>>>

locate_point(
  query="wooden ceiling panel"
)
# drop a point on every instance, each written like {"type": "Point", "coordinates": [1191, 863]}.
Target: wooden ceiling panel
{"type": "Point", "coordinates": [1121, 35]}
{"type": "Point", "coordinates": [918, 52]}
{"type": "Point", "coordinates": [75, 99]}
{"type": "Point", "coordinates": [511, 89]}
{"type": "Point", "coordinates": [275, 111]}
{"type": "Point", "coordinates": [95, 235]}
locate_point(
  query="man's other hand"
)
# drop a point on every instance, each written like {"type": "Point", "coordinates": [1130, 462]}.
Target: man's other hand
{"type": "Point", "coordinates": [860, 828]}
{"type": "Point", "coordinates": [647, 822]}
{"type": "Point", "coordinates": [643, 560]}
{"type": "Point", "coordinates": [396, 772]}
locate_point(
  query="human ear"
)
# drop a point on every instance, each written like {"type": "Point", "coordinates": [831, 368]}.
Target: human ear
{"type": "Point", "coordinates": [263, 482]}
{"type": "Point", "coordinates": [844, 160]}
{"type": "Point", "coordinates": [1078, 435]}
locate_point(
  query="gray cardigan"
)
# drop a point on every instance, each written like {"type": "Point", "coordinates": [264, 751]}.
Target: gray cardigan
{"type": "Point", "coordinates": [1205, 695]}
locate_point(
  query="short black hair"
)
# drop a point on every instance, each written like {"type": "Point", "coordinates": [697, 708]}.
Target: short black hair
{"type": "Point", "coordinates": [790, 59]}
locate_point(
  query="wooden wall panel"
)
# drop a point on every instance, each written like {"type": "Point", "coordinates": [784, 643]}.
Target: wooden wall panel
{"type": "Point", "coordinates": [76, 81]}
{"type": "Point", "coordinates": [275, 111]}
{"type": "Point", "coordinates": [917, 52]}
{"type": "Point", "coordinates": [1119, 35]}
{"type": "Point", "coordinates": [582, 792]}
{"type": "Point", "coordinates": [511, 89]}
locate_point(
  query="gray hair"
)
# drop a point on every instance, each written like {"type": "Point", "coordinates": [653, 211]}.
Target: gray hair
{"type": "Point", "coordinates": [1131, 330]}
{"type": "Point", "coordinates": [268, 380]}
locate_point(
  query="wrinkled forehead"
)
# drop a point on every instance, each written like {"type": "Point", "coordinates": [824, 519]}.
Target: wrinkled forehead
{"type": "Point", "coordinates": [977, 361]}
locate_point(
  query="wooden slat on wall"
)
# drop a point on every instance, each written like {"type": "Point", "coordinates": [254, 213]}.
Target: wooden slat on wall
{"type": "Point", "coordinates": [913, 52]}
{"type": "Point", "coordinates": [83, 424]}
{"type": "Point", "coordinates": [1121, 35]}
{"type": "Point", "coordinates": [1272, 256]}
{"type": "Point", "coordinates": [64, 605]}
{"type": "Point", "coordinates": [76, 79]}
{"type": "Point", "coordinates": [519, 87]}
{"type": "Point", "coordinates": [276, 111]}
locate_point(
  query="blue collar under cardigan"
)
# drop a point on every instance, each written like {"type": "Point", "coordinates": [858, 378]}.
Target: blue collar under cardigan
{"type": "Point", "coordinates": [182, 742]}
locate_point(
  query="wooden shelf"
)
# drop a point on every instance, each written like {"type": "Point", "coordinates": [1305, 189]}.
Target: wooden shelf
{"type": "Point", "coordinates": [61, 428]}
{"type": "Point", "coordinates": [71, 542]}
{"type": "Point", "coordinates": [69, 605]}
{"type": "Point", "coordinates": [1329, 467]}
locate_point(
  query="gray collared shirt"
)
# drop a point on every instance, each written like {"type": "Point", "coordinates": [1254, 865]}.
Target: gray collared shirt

<<<
>>>

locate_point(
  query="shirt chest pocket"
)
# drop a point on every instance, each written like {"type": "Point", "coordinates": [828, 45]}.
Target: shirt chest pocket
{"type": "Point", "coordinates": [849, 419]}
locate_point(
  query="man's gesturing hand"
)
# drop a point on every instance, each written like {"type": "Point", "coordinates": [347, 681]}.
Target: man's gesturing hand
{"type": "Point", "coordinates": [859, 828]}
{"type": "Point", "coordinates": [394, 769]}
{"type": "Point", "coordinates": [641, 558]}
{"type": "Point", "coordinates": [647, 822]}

<<<

Pick out every line in both blocks of items above that contains the word "wall". Copy each such line in full.

(TASK OUTPUT)
  query="wooden wall panel"
Target: wooden wall panel
  query="wooden slat on wall"
Target: wooden slat on wall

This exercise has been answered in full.